__Task input__:

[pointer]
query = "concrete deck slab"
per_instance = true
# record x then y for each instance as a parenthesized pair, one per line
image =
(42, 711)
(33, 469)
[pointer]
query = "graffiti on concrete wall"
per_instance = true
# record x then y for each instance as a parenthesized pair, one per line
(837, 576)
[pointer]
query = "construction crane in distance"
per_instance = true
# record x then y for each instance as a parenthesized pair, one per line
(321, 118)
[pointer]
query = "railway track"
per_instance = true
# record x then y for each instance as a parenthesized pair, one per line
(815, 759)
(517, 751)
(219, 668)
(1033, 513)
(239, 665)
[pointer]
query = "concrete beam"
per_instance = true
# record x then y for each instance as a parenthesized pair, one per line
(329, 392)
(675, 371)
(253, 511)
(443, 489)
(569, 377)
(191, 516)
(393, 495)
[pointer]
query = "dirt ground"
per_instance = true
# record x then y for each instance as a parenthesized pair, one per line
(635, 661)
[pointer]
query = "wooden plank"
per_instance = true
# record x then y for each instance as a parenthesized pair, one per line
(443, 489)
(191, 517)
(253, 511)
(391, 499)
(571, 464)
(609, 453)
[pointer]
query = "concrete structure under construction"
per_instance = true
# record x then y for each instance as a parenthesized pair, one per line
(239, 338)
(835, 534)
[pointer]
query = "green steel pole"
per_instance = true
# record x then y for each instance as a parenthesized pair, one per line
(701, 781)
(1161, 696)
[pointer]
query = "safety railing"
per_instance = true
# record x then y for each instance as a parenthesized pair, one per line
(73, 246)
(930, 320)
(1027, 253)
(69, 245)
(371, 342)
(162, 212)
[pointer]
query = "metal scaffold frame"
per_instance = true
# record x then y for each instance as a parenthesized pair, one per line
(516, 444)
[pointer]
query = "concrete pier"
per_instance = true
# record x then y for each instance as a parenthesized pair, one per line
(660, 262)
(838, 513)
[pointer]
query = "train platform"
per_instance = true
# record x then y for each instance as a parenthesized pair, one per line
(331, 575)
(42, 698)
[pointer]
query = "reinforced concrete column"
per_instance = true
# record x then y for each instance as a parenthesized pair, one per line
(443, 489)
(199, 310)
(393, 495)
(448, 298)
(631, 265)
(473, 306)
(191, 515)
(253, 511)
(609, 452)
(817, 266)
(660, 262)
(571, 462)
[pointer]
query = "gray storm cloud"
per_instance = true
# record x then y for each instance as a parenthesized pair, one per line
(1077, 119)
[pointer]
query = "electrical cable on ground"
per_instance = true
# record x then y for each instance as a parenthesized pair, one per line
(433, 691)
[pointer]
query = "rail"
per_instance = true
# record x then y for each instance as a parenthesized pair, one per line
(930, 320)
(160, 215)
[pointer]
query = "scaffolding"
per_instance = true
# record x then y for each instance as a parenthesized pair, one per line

__The task__: Gather every line from the rows above that contains the word "construction".

__Problem solution__:
query = "construction crane in distance"
query = "concrete structure under construction"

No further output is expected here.